• **EXTRACT PROVIDED**:

########

On the bright side
In a lemons-into-lemonade scenario, there’s some good news about Dallas' economy.
From August 2019 to August 2020, the city saw an employment loss of 3.1 percent, or 84,100 jobs, according to a report published September 22 by the Greater Austin Chamber of Commerce. Despite that massive dip, it still makes Dallas one of the best-performing cities for jobs among the country's 50 largest metro areas.
Dallas ranked No. 3 in the national report, behind Indianapolis at No. 2. Another Texas city — Austin — ranked No. 1 nationwide.
Phoenix (4) and Jacksonville, Florida (5) round out the top five cities. Among other Texas cities, San Antonio landed in eighth place (job loss of 4.3 percent), according to the report. Fort Worth’s loss of 5.1 percent ranked 13th, and Houston’s decline of 5.8 percent ranked 18th.
At 2.7 percent, top-ranked Austin’s year-over-year job loss was the lowest among the country's biggest cities, the report shows. The region added 19,800 jobs in August, narrowing pandemic-related job losses to 50,100.
In August, Austin’s unemployment rate was at 5.5 percent, the report says, while the other major Texas metros ranged from 6.2 percent in Dallas to 8.1 percent in Houston. Fort Worth was at 6.5 percent.
Texas’ employment is 177,384 or 1.3 percent below last August, the report says, while labor force is higher by 295,432 or 2.1 percent. Thus, the number of unemployed increased by 472,816 or 90 percent.
"Statewide, over the last 12 months, only 'financial activities' (category) added jobs (0.3 percent or 2,400)," the report says. "A double-digit loss prevails in leisure and hospitality (17.5 percent or 247,400 jobs) and construction and natural resources is down by 9.8 percent or 101,100 jobs. Information and other services are down by more than 6 percent.

########

(Referring expression pointing data)
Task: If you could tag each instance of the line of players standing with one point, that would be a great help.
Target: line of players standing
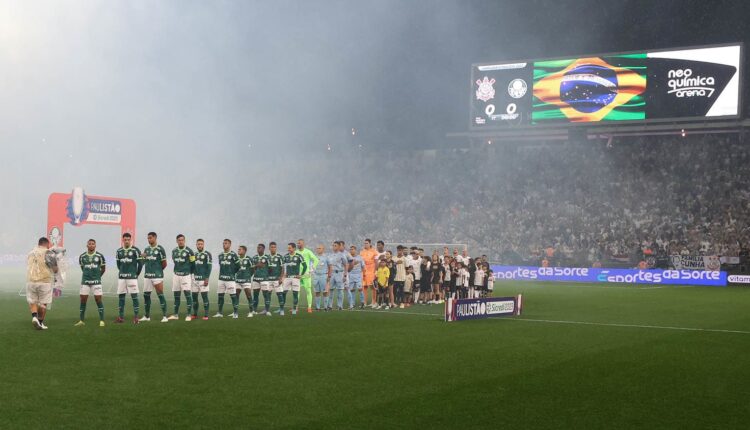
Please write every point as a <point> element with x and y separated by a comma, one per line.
<point>394,281</point>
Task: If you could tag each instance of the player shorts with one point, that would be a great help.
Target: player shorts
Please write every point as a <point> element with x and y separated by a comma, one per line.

########

• **PROBLEMS AND TASKS**:
1. According to the article on Dallas job losses, what was Houston's unemployment rate in August?
2. Continue the article on Dallas job losses from where it stops.

• **RESPONSES BY ITEM NUMBER**:
1. Houston's unemployment rate was 8.1 percent.

2.
"Nationally, no industries added jobs and two industries lost jobs at double-digit rates over the 12 months ending in August: leisure and hospitality (23.2 percent or 4 million) and information (10.1 percent or 293,000). Two more industries are down by lesser rates, but job losses in each range from 1.2 to 1.4 million (education and health services and professional and business services)."
Business experts expect the Texas economy to rebound fairly quickly from the pandemic.
“Once the health crisis is adequately managed, business activity can fully resume and the economic crisis will resolve. It will take a couple of years to get back on track and things will no doubt look a bit different, but we are projecting long-term job growth in metropolitan areas large and small, as well as rural communities,” Texas economist Ray Perryman said in August.
Perryman lays out these annual job growth projections through 2045 for the state’s major metro areas:
- 1.79 percent in the Dallas area (more than 1.6 million new jobs).
- 1.65 percent in the Austin area (more than 590,000 new jobs).
- 1.49 percent in the Houston area (more than 1.5 million new jobs).
- 1.49 percent in the San Antonio area (almost 534,000 new jobs).
- 1.47 percent in the Fort Worth area (more than 501,000 new jobs).